# WHAT TO DO
Arrange the items from the start through the line containing "[[191, 417], [62, 441], [260, 373]]", inclusive, as a Markdown table with the columns Row and Line, numbering the rows and omitting blank lines. Leave the pictures out of the table.
* Begin *
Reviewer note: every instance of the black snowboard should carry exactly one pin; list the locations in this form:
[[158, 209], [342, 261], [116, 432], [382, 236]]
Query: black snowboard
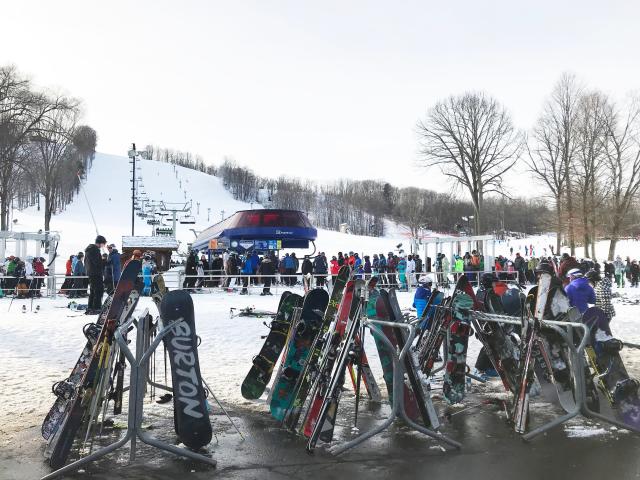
[[191, 417], [62, 441], [260, 373]]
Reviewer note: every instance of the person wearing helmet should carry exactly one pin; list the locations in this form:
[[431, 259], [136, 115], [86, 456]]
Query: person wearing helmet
[[489, 299], [579, 290], [602, 287], [374, 293], [422, 295], [95, 271]]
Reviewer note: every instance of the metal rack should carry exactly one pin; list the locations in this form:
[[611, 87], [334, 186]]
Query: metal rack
[[137, 382], [577, 364], [397, 406]]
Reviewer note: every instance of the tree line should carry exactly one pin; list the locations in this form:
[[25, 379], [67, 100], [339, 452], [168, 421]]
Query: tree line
[[363, 205], [178, 157], [584, 150], [44, 150]]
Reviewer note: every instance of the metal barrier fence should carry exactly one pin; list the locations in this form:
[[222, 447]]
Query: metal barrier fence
[[52, 285]]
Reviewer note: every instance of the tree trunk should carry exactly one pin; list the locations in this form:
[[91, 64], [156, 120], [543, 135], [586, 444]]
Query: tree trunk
[[4, 212], [559, 224], [585, 227], [571, 231], [47, 213]]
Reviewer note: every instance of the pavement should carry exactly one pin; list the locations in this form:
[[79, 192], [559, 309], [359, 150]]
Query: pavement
* End *
# EXERCISE RESPONSE
| Row | Line |
|---|---|
| 1 | Reviewer note: every instance of the black snowboard should carry exactly one pin; list the locations in this form: |
| 2 | [[158, 209], [342, 261], [116, 432], [382, 236]] |
| 3 | Query: black snowboard |
| 4 | [[191, 417], [62, 441], [260, 373]] |